• [Seitenauszug]:
>>>

Normen
AVG §56;
AVG §58 Abs2;
AVG §59 Abs1;
FrPolG 2005 §76 Abs1;
FrPolG 2005 §76 Abs2;
VwGG §42 Abs2 Z1;
VwRallg;
AVG §56;
AVG §58 Abs2;
AVG §59 Abs1;
FrPolG 2005 §76 Abs1;
FrPolG 2005 §76 Abs2;
VwGG §42 Abs2 Z1;
VwRallg;
Spruch:
Der angefochtene Bescheid wird im Umfang seiner Anfechtung (Abweisung der Schubhaftbeschwerde betreffend die am 13. April erfolgte Anordnung der Schubhaft sowie die Anhaltung in Schubhaft im Zeitraum von 13. April 2006 bis 20. April 2006) wegen Rechtswidrigkeit seines Inhalts aufgehoben.
Der Bund hat dem Beschwerdeführer Aufwendungen in der Höhe von EUR 991,20 binnen zwei Wochen bei sonstiger Exekution zu ersetzen.
Begründung
Der Beschwerdeführer, ein türkischer Staatsangehöriger, brachte am 26. April 2006 eine Schubhaftbeschwerde ein, mit der er sich gegen die am 13. April 2006 erfolgte Verhängung der Schubhaft sowie die ab dem selben Tag erfolgte Anhaltung in Schubhaft wendete. Dieser Beschwerde gab die belangte Behörde - unter Kostenzuspruch an den Beschwerdeführer - dahingehend statt, als festgestellt wurde, die Anhaltung des Beschwerdeführers in Schubhaft ab 21. April 2006 sei rechtswidrig gewesen.

<<<

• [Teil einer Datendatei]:
>>>

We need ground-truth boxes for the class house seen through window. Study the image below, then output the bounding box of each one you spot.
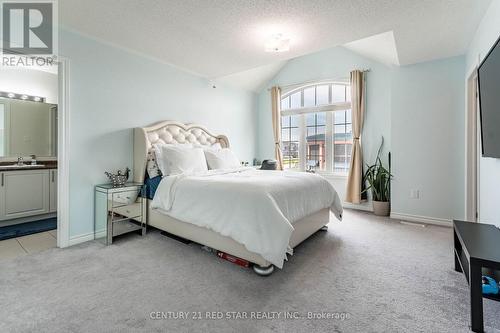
[281,83,352,174]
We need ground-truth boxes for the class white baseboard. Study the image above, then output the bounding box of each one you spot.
[68,232,94,246]
[342,202,373,212]
[391,212,453,227]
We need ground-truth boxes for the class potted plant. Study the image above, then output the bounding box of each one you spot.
[363,137,392,216]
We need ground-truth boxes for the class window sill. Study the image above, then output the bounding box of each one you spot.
[316,172,347,179]
[284,169,347,179]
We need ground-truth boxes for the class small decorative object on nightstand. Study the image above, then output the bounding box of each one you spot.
[94,183,146,245]
[104,168,130,187]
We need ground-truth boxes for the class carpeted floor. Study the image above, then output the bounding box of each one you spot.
[0,211,500,332]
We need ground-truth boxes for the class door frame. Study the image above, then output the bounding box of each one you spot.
[57,57,70,248]
[465,68,481,222]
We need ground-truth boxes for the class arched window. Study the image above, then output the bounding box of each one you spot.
[281,82,352,174]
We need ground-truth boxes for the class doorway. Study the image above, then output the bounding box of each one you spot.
[0,59,69,259]
[465,69,481,222]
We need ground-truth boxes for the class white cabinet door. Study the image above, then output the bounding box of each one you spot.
[0,170,49,220]
[49,169,57,213]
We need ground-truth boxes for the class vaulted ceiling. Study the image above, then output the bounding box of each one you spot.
[59,0,491,87]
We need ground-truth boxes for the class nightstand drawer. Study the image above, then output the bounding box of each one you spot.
[108,190,139,206]
[113,202,142,220]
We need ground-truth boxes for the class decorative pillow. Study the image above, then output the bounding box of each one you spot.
[150,143,193,178]
[146,150,161,178]
[155,145,208,176]
[205,148,240,169]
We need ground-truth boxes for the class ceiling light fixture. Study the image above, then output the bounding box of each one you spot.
[0,91,45,103]
[265,34,290,53]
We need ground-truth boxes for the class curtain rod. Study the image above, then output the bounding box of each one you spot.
[267,68,371,91]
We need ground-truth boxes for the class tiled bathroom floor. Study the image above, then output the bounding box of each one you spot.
[0,230,57,260]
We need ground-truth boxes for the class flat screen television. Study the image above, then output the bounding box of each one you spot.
[478,34,500,158]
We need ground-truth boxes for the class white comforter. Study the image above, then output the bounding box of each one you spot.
[152,168,342,268]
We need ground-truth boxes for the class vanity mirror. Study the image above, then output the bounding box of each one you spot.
[0,98,57,160]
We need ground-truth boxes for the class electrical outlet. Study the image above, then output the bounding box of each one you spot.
[410,189,420,199]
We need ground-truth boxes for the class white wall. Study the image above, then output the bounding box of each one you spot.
[60,31,256,237]
[257,47,391,207]
[391,57,465,222]
[465,1,500,226]
[0,67,58,104]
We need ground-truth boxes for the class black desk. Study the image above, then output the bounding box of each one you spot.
[453,221,500,332]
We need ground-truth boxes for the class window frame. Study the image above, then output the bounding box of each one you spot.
[280,80,352,178]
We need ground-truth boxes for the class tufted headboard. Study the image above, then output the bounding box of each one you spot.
[134,121,229,183]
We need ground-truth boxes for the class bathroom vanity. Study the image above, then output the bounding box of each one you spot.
[0,162,57,223]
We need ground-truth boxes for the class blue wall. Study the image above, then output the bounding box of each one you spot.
[60,31,256,237]
[391,56,465,220]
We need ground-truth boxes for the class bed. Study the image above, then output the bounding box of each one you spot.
[133,121,342,276]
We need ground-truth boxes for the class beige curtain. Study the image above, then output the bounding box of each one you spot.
[271,87,283,170]
[345,70,365,204]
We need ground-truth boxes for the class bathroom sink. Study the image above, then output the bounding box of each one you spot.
[0,163,45,169]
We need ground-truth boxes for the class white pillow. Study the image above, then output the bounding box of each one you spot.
[205,148,240,169]
[194,142,222,150]
[155,145,208,176]
[146,149,161,178]
[151,143,193,178]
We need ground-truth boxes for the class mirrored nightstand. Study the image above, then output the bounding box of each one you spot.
[94,183,146,245]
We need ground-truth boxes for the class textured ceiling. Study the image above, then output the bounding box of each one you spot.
[59,0,491,78]
[343,31,399,66]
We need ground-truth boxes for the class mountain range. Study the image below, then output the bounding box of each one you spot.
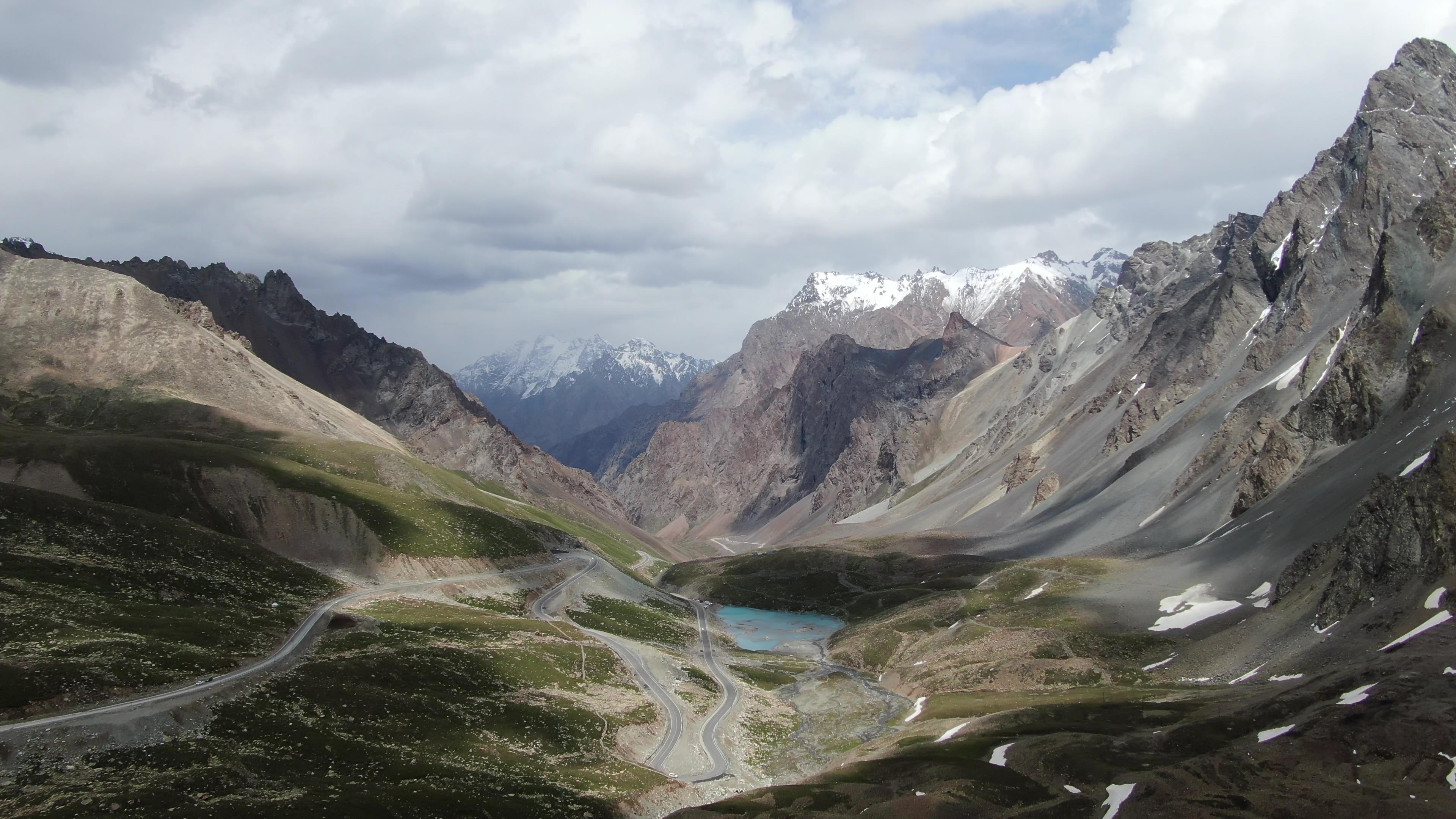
[0,39,1456,819]
[454,335,718,450]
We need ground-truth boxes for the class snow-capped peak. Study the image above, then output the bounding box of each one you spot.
[786,248,1127,323]
[454,335,716,399]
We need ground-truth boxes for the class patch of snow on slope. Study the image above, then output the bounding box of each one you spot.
[1147,583,1239,631]
[1309,313,1354,394]
[1133,504,1168,529]
[936,723,971,742]
[1335,682,1378,705]
[1401,452,1431,478]
[1102,783,1137,819]
[1264,354,1309,389]
[1229,663,1268,685]
[1269,230,1294,270]
[905,697,924,723]
[1380,612,1451,651]
[1260,726,1294,742]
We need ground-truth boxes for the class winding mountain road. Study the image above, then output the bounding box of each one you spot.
[689,600,738,783]
[532,555,686,775]
[0,558,579,737]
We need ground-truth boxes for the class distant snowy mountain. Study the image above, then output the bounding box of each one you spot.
[454,335,716,449]
[785,248,1127,344]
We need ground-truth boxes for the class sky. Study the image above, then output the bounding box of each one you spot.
[0,0,1456,364]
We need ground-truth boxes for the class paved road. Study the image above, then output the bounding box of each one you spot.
[689,600,738,783]
[0,558,579,737]
[532,555,684,775]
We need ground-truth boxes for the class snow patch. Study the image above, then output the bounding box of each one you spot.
[1269,230,1294,270]
[1229,663,1268,685]
[1335,682,1379,705]
[1260,726,1294,742]
[834,498,890,526]
[1143,654,1178,672]
[905,697,924,723]
[1147,583,1241,631]
[1436,750,1456,790]
[936,723,971,742]
[1134,504,1168,529]
[1261,354,1309,389]
[1102,783,1137,819]
[1380,610,1451,651]
[1401,450,1431,478]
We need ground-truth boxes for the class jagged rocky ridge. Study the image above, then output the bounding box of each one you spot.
[3,236,622,517]
[786,41,1456,557]
[613,313,1014,527]
[552,248,1127,526]
[454,335,718,452]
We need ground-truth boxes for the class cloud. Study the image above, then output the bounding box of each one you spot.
[0,0,1456,366]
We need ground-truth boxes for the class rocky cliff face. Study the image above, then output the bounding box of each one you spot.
[1276,431,1456,627]
[454,335,718,453]
[640,41,1456,560]
[5,236,620,516]
[573,248,1127,536]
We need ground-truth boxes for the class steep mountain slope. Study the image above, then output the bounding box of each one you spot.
[553,249,1127,527]
[613,313,1010,529]
[0,251,405,453]
[454,335,718,450]
[3,242,635,519]
[815,41,1456,573]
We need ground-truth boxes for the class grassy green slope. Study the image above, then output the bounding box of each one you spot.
[0,602,665,819]
[0,484,341,717]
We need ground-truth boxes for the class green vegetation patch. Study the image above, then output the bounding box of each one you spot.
[661,546,995,622]
[0,602,667,819]
[568,595,697,646]
[0,484,342,717]
[0,424,565,558]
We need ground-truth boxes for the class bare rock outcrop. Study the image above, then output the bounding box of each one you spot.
[1031,472,1061,506]
[1276,433,1456,627]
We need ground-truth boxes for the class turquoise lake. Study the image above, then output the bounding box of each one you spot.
[716,606,844,651]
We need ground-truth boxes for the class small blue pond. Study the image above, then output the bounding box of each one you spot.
[716,606,844,651]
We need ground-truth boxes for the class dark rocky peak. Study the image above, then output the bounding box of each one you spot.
[1277,431,1456,627]
[941,306,1010,347]
[1249,39,1456,310]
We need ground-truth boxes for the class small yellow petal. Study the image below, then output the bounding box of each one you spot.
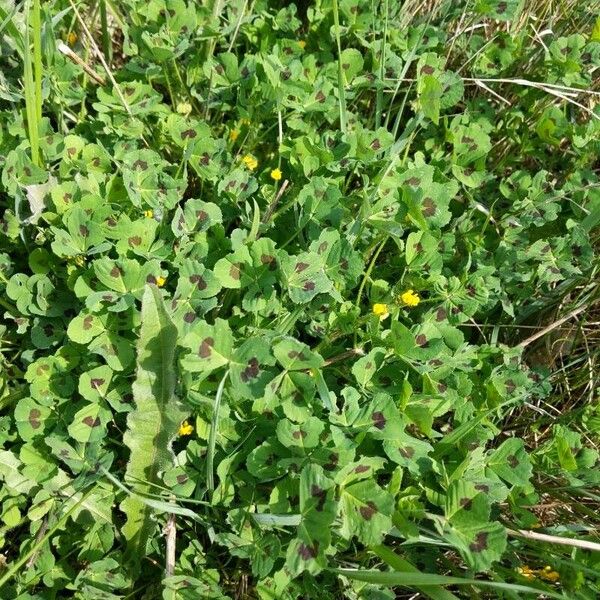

<<<

• [Aufgabenstellung A]:
Welchen Betrag muss der Bund dem Beschwerdeführer laut dem Auszug zur Schubhaftbeschwerde ersetzen?
• [Aufgabenstellung B]:
Greife den Auszug zur Schubhaftbeschwerde nach seinem letzten Satz auf und führe ihn weiter.
Die Einträge stammen aus einer anderen Quelle als der Auszug zur Schubhaftbeschwerde.

• [Endergebnis A]:
EUR 991,20

• [Endergebnis B]:
Begründend führte die belangte Behörde aus, der Beschwerdeführer sei am 27. März 2003 unrechtmäßig in das Bundesgebiet eingereist und habe unter einem falschen Namen einen Asylantrag gestellt. Dieses Verfahren sei gemäß § 30 Asylgesetz 1997 (AsylG) am 7. April 2003 eingestellt worden. Der Beschwerdeführer habe sich dann nach Deutschland begeben und dort am 1. Juli 2003 die Gewährung von Asyl beantragt.
Am 13. April 2006 sei der Beschwerdeführer von Deutschland kommend wieder unrechtmäßig in das Bundesgebiet eingereist. Am selben Tag habe er einen (neuen) Asylantrag gestellt.
Die Anhaltung des Beschwerdeführers in Schubhaft von 13. April bis 21. April 2006 sei zulässig gewesen, weil die belangte Behörde "mit einiger Sicherheit" davon habe ausgehend dürfen, dass auf Grund des bereits 2003 gestellten ersten Asylantrages ein neuerliches Asylverfahren in Österreich nicht durchgeführt und der Beschwerdeführer ausgewiesen werde.
Zur Schubhaft ab 21. April 2006 führte die belangte Behörde aus, einer Mitteilung des Bundesasylamtes zufolge komme dem Beschwerdeführer eine Aufenthaltsberechtigungskarte gemäß § 51 Asylgesetz 2005 (AsylG 2005) zu. Ein Ausweisungsverfahren sei nicht eingeleitet worden. Es werde, weil der neuerliche Asylantrag mehr als drei Jahre nach dem ersten gestellt worden sei, ein neues Asylverfahren durchgeführt. Ab 21. April 2006 seien daher die Voraussetzungen für die Anhaltung des Beschwerdeführers weggefallen.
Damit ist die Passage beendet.